>> start DATA FOR THE TASK

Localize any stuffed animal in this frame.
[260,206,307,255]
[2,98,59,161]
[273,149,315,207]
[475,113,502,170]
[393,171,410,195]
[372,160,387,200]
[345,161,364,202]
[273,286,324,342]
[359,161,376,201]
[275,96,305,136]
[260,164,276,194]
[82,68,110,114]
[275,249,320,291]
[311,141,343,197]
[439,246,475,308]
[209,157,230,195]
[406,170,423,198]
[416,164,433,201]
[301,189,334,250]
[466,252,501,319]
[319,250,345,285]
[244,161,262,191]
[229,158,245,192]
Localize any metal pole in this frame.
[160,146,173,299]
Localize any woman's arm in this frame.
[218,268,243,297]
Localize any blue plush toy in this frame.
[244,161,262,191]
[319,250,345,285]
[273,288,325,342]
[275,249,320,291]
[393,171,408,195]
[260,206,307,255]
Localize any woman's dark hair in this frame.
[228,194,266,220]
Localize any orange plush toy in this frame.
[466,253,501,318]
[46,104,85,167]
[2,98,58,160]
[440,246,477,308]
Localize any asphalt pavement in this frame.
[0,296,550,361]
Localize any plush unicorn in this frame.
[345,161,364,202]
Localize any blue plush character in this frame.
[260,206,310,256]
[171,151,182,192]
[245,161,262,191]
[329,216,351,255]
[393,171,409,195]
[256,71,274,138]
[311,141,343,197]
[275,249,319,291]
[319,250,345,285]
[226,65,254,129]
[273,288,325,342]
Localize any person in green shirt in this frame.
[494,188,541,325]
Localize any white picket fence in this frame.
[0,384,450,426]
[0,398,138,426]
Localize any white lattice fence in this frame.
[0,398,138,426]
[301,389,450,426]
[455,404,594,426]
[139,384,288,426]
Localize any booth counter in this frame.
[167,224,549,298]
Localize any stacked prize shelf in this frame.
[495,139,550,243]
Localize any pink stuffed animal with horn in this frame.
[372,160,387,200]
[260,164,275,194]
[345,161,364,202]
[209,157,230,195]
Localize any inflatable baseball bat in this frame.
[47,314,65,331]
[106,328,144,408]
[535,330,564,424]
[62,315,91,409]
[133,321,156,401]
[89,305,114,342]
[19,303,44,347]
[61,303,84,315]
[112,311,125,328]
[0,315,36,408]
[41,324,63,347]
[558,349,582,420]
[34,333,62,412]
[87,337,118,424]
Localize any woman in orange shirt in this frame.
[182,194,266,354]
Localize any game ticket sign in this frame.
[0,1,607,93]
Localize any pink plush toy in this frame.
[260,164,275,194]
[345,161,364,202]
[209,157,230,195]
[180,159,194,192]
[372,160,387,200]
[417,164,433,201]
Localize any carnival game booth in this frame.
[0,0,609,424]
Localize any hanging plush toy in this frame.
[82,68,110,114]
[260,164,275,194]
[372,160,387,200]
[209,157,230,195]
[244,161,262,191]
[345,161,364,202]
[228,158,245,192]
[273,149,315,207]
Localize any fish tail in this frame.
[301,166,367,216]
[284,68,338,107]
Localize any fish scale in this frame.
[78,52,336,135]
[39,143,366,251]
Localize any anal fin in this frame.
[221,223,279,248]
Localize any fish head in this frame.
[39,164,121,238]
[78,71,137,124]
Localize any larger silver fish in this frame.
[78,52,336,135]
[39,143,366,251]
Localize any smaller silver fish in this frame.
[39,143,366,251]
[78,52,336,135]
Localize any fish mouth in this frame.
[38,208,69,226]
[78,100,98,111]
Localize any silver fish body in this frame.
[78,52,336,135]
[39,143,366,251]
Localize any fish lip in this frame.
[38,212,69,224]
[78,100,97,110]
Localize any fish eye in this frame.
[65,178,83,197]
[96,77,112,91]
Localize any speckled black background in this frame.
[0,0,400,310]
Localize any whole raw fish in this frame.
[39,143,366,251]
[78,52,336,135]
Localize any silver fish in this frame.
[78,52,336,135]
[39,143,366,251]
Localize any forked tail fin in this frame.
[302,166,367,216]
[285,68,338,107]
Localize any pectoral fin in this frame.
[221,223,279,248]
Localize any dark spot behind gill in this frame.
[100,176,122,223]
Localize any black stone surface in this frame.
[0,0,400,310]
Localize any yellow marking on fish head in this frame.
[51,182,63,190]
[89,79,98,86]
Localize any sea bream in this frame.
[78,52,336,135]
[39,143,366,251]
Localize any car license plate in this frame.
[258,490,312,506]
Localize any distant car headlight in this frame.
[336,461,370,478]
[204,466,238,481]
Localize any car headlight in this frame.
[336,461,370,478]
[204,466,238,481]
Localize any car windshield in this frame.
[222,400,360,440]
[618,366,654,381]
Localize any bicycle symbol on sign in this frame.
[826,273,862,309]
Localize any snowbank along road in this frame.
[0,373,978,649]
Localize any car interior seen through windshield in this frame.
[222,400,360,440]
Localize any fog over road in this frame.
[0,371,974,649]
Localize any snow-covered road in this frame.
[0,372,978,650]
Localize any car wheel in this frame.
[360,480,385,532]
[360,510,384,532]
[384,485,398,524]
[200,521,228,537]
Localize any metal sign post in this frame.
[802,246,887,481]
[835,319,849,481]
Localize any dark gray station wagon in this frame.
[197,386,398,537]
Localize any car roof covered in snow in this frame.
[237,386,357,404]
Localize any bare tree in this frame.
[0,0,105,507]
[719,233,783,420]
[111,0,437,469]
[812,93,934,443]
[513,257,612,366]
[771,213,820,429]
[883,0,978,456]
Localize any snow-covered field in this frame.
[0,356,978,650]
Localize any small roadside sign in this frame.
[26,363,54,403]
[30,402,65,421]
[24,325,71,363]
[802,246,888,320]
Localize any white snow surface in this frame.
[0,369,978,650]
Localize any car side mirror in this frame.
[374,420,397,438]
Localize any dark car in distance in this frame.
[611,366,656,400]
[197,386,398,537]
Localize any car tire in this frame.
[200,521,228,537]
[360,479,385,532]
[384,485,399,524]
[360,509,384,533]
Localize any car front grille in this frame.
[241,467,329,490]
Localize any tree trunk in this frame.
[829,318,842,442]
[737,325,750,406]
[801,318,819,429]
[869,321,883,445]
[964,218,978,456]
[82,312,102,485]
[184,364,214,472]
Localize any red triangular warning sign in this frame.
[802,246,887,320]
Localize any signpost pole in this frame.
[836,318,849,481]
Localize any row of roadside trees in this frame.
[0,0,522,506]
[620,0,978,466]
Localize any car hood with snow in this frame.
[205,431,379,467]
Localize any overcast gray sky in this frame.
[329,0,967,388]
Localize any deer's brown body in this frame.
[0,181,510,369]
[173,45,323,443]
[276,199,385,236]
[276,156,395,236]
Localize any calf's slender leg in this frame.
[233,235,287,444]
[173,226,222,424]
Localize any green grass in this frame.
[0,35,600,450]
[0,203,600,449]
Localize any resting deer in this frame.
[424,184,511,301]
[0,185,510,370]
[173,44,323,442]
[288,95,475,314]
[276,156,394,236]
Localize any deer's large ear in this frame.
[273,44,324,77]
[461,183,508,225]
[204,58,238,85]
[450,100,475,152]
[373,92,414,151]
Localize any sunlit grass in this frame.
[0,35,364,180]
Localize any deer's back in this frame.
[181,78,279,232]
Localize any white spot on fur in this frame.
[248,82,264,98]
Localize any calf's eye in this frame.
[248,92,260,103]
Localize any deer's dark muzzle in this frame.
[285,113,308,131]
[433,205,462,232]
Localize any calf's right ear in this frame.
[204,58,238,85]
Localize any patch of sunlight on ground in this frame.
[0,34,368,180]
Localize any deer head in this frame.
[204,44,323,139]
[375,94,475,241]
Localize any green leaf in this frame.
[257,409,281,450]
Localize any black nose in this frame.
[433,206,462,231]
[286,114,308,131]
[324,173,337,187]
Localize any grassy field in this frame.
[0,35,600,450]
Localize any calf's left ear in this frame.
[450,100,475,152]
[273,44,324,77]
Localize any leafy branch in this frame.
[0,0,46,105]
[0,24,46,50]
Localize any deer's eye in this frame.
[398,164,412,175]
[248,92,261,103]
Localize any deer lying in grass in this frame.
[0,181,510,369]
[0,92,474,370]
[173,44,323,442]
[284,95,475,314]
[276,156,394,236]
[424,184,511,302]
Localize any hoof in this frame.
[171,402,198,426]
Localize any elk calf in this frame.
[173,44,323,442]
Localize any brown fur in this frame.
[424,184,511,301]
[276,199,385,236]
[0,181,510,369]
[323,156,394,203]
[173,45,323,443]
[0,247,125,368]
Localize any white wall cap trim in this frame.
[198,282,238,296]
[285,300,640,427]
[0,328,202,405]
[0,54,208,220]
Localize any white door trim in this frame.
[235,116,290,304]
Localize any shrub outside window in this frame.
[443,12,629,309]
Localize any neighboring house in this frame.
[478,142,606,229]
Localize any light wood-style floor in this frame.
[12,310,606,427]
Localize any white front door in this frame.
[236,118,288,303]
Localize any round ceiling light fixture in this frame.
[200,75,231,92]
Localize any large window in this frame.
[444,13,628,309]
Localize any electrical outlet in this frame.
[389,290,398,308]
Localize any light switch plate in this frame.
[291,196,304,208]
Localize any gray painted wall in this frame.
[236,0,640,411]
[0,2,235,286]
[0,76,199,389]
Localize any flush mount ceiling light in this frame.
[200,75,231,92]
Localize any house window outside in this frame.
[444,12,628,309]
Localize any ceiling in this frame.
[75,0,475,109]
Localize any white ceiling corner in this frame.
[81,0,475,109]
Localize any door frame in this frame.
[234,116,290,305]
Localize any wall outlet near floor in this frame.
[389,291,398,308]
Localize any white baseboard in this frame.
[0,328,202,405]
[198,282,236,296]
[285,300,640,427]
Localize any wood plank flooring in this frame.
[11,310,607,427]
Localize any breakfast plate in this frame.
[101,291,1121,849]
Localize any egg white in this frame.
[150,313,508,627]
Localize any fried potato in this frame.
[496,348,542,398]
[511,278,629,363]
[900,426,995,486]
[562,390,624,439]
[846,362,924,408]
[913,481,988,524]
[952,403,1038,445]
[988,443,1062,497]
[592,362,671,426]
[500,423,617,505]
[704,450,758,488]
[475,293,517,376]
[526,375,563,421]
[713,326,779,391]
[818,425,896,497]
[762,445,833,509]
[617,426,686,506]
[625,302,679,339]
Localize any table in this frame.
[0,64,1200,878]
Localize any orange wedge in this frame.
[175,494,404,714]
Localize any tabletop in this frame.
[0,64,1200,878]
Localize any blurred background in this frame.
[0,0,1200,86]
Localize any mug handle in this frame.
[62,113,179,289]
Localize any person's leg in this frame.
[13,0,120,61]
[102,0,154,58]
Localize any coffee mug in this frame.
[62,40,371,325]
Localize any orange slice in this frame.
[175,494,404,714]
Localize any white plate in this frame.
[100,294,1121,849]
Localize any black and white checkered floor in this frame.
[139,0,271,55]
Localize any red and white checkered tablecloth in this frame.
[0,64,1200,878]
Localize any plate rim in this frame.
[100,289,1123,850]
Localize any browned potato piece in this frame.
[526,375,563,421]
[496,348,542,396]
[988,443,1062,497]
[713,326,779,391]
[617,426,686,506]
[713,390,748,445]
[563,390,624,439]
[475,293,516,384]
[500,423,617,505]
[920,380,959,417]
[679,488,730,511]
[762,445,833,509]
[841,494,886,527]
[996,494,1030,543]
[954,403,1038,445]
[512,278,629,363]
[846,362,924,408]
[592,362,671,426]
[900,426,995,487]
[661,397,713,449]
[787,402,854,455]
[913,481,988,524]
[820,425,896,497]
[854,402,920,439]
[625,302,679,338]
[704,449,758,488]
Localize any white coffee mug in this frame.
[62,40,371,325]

>> end DATA FOR THE TASK

*WRITTEN PROBLEM*: Reproduce the data without changes, starting with the line that contains "Localize any orange plush toy in this frame." and going on through the line that contains "[495,139,550,243]".

*TASK OUTPUT*:
Localize any orange plush toy in this frame.
[466,253,501,318]
[46,104,85,167]
[2,98,58,160]
[440,246,477,308]
Localize any asphalt pavement in this frame.
[0,296,550,361]
Localize any plush unicorn in this frame.
[345,161,364,202]
Localize any blue plush character in this frame.
[260,206,310,256]
[171,151,182,192]
[245,161,262,191]
[329,216,351,255]
[393,171,409,195]
[256,71,274,138]
[311,141,343,197]
[275,249,319,291]
[319,250,345,285]
[226,65,254,129]
[273,288,325,342]
Localize any person in green shirt in this frame.
[494,188,541,325]
Localize any white picket fence in this frame.
[0,384,450,426]
[0,398,138,426]
Localize any white lattice fence in this frame.
[0,398,138,426]
[301,389,450,426]
[455,404,594,426]
[139,384,288,426]
Localize any booth counter in this frame.
[167,224,549,298]
Localize any stacked prize shelf in this frame.
[495,139,550,243]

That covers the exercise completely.